▶ [Task statement]
Would you please copy each line of the data in which the string "finger" occurs?

▶ [Listed entries]
☆ ☆ ☆ ☆
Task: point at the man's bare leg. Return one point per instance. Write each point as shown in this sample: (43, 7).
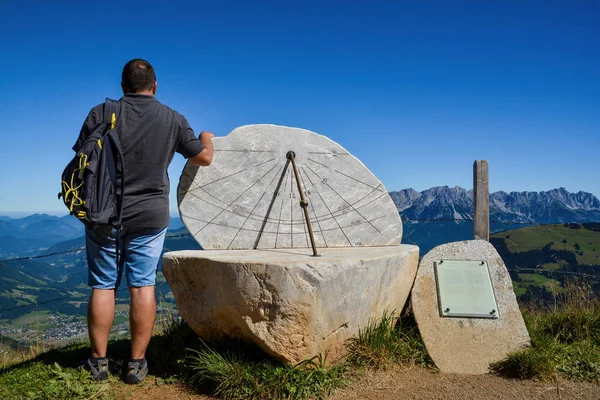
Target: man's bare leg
(142, 313)
(101, 313)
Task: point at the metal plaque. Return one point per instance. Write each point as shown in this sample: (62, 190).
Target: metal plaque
(465, 289)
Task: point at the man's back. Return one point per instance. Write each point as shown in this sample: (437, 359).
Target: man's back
(150, 134)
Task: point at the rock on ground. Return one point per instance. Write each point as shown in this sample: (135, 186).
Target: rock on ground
(292, 305)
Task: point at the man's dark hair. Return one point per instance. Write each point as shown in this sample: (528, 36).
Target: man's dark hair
(138, 75)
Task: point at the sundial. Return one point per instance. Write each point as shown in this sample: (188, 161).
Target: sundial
(249, 197)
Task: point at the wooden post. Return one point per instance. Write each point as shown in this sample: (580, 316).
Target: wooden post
(481, 198)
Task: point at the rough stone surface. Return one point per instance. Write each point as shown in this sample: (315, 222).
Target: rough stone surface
(468, 345)
(248, 197)
(292, 305)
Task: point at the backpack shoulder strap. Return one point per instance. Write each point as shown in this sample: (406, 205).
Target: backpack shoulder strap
(111, 106)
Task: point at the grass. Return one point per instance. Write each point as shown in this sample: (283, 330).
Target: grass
(40, 381)
(565, 340)
(563, 238)
(390, 341)
(235, 375)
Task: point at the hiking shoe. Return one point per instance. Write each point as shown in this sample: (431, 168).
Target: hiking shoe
(97, 367)
(136, 371)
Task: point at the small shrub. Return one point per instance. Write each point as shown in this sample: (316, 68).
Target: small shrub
(40, 381)
(236, 377)
(391, 340)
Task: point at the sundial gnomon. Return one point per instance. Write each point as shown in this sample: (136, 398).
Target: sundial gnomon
(248, 198)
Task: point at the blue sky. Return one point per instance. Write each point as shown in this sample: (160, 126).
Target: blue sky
(417, 90)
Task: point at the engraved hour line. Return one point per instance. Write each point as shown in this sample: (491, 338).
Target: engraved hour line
(214, 197)
(328, 153)
(336, 221)
(247, 151)
(325, 204)
(246, 220)
(351, 205)
(311, 205)
(317, 217)
(256, 217)
(198, 187)
(280, 211)
(236, 199)
(347, 202)
(273, 232)
(235, 173)
(347, 176)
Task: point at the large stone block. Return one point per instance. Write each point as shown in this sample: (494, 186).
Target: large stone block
(468, 345)
(292, 305)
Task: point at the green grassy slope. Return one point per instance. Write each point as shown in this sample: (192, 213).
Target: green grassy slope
(541, 258)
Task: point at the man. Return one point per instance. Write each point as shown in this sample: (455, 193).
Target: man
(150, 134)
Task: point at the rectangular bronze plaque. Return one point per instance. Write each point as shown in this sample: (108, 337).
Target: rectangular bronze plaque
(465, 289)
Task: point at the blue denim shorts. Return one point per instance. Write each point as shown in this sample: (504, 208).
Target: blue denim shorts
(139, 248)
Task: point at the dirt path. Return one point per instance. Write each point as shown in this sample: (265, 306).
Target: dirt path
(403, 384)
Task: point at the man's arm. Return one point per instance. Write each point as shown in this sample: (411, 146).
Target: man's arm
(92, 120)
(204, 158)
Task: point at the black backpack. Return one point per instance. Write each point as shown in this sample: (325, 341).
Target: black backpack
(92, 186)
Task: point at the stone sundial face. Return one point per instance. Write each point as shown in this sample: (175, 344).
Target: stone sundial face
(248, 197)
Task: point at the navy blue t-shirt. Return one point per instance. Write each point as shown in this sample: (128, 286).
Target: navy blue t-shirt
(150, 134)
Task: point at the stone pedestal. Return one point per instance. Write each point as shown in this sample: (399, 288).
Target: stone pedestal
(468, 345)
(292, 305)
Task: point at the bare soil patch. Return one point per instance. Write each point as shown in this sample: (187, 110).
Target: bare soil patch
(401, 383)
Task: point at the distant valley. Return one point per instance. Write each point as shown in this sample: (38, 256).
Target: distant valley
(50, 293)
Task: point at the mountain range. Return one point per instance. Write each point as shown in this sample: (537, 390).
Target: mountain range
(456, 203)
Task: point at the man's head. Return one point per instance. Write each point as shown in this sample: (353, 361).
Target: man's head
(138, 77)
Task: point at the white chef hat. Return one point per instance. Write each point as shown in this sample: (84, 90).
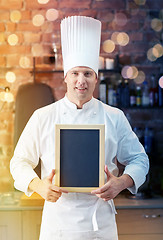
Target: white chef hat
(80, 40)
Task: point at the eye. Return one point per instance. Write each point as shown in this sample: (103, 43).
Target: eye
(74, 73)
(88, 74)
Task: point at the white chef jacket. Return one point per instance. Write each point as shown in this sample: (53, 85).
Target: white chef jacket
(77, 215)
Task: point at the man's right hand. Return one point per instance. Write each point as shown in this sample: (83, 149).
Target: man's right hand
(46, 189)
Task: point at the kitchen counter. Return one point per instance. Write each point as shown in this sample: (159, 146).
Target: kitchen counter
(18, 201)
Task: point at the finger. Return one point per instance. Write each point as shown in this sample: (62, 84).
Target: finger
☆ ☆ ☆ ☆
▶ [Exercise output]
Task: point at the finger. Return one point per instance. Write each point as shown in this sample: (62, 84).
Target: finger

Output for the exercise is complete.